- _PROBLEM REQUIREMENTS_
Copy every one of the rows below character for character, leaving the pictures out of your answer.

- _INPUT ROWS_
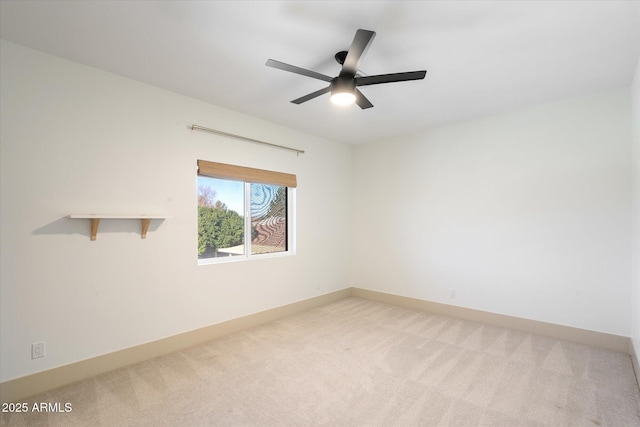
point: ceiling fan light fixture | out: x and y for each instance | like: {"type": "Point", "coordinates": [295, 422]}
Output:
{"type": "Point", "coordinates": [343, 91]}
{"type": "Point", "coordinates": [343, 98]}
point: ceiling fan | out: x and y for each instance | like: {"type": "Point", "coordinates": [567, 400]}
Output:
{"type": "Point", "coordinates": [344, 88]}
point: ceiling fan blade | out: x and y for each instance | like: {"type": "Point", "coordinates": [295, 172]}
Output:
{"type": "Point", "coordinates": [297, 70]}
{"type": "Point", "coordinates": [359, 46]}
{"type": "Point", "coordinates": [312, 95]}
{"type": "Point", "coordinates": [362, 100]}
{"type": "Point", "coordinates": [390, 78]}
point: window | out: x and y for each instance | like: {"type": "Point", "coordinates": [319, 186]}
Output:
{"type": "Point", "coordinates": [243, 213]}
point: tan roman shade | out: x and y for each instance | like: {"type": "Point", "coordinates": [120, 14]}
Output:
{"type": "Point", "coordinates": [241, 173]}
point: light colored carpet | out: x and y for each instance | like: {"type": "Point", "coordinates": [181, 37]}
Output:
{"type": "Point", "coordinates": [360, 363]}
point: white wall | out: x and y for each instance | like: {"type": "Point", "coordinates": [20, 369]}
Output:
{"type": "Point", "coordinates": [525, 214]}
{"type": "Point", "coordinates": [78, 140]}
{"type": "Point", "coordinates": [635, 120]}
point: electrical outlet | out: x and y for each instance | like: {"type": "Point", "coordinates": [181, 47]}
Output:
{"type": "Point", "coordinates": [37, 350]}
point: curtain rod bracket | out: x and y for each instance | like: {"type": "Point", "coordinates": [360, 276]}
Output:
{"type": "Point", "coordinates": [231, 135]}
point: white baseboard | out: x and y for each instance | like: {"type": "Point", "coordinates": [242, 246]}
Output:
{"type": "Point", "coordinates": [29, 385]}
{"type": "Point", "coordinates": [582, 336]}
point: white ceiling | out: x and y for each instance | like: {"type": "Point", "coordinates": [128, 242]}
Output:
{"type": "Point", "coordinates": [482, 57]}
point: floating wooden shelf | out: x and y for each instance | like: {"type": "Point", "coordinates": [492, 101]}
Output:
{"type": "Point", "coordinates": [145, 220]}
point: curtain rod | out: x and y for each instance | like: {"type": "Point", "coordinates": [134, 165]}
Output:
{"type": "Point", "coordinates": [218, 132]}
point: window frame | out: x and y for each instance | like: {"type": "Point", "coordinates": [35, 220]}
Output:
{"type": "Point", "coordinates": [250, 176]}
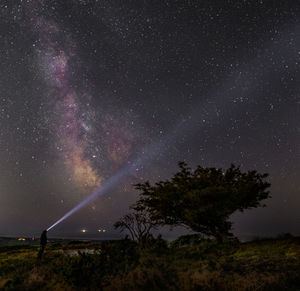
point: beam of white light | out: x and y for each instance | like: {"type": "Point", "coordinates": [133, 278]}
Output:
{"type": "Point", "coordinates": [214, 100]}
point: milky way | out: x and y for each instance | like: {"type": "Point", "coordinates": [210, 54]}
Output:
{"type": "Point", "coordinates": [73, 118]}
{"type": "Point", "coordinates": [91, 87]}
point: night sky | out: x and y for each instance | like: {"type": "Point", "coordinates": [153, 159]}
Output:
{"type": "Point", "coordinates": [88, 87]}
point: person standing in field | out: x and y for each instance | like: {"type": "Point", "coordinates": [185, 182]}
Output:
{"type": "Point", "coordinates": [43, 242]}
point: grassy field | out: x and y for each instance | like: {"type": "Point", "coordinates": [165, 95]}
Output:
{"type": "Point", "coordinates": [272, 264]}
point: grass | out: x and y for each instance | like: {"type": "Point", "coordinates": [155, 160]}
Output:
{"type": "Point", "coordinates": [272, 264]}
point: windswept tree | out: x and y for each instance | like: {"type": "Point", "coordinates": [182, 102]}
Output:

- _REPLY TO THE TASK_
point: ceiling fan light fixture | out: x and y for each instance | like: {"type": "Point", "coordinates": [295, 422]}
Output:
{"type": "Point", "coordinates": [343, 91]}
{"type": "Point", "coordinates": [343, 98]}
point: ceiling fan | out: x and y for each instance | like: {"type": "Point", "coordinates": [567, 400]}
Output:
{"type": "Point", "coordinates": [344, 88]}
point: ceiling fan blade | out: x and y for each instance | like: {"type": "Point", "coordinates": [295, 172]}
Output:
{"type": "Point", "coordinates": [297, 70]}
{"type": "Point", "coordinates": [359, 46]}
{"type": "Point", "coordinates": [312, 95]}
{"type": "Point", "coordinates": [362, 100]}
{"type": "Point", "coordinates": [390, 78]}
point: window | out: x and y for each instance | like: {"type": "Point", "coordinates": [319, 186]}
Output:
{"type": "Point", "coordinates": [243, 213]}
point: tan roman shade | out: x and y for each instance | like: {"type": "Point", "coordinates": [120, 14]}
Output:
{"type": "Point", "coordinates": [241, 173]}
point: light colored carpet | out: x and y for each instance | like: {"type": "Point", "coordinates": [181, 37]}
Output:
{"type": "Point", "coordinates": [360, 363]}
point: white wall | out: x and y for each instance | like: {"type": "Point", "coordinates": [20, 369]}
Output:
{"type": "Point", "coordinates": [525, 214]}
{"type": "Point", "coordinates": [78, 140]}
{"type": "Point", "coordinates": [635, 120]}
point: electrical outlet | out: x and y for each instance | like: {"type": "Point", "coordinates": [181, 47]}
Output:
{"type": "Point", "coordinates": [37, 350]}
point: curtain rod bracket | out: x and y for each instance | like: {"type": "Point", "coordinates": [360, 276]}
Output:
{"type": "Point", "coordinates": [231, 135]}
point: white baseboard | out: x and y for each instance | like: {"type": "Point", "coordinates": [242, 246]}
Output:
{"type": "Point", "coordinates": [29, 385]}
{"type": "Point", "coordinates": [582, 336]}
point: white ceiling | out: x and y for each instance | like: {"type": "Point", "coordinates": [128, 242]}
Output:
{"type": "Point", "coordinates": [482, 57]}
point: floating wooden shelf | out: x and y for each instance | like: {"type": "Point", "coordinates": [492, 101]}
Output:
{"type": "Point", "coordinates": [145, 220]}
point: curtain rod | out: x and y for each instance | like: {"type": "Point", "coordinates": [134, 165]}
Output:
{"type": "Point", "coordinates": [218, 132]}
point: window frame | out: x and y for each instance | like: {"type": "Point", "coordinates": [35, 220]}
Output:
{"type": "Point", "coordinates": [250, 176]}
point: beam of white light | out: x and y for each instance | like: {"type": "Point", "coordinates": [133, 278]}
Output:
{"type": "Point", "coordinates": [214, 100]}
point: milky way | out: x and y for each instance | like: {"type": "Point", "coordinates": [210, 54]}
Output:
{"type": "Point", "coordinates": [73, 118]}
{"type": "Point", "coordinates": [91, 87]}
point: night sky | out: x and y for each instance | like: {"type": "Point", "coordinates": [153, 159]}
Output:
{"type": "Point", "coordinates": [88, 87]}
point: person standing in field | out: x and y for each instance | like: {"type": "Point", "coordinates": [185, 182]}
Output:
{"type": "Point", "coordinates": [43, 242]}
point: grassy field | out: x and y for each instance | like: {"type": "Point", "coordinates": [165, 95]}
Output:
{"type": "Point", "coordinates": [272, 264]}
point: grass | out: x and y for each instance | like: {"type": "Point", "coordinates": [155, 160]}
Output:
{"type": "Point", "coordinates": [272, 264]}
point: windswept tree | out: x and y for each instance | like: {"type": "Point", "coordinates": [182, 102]}
Output:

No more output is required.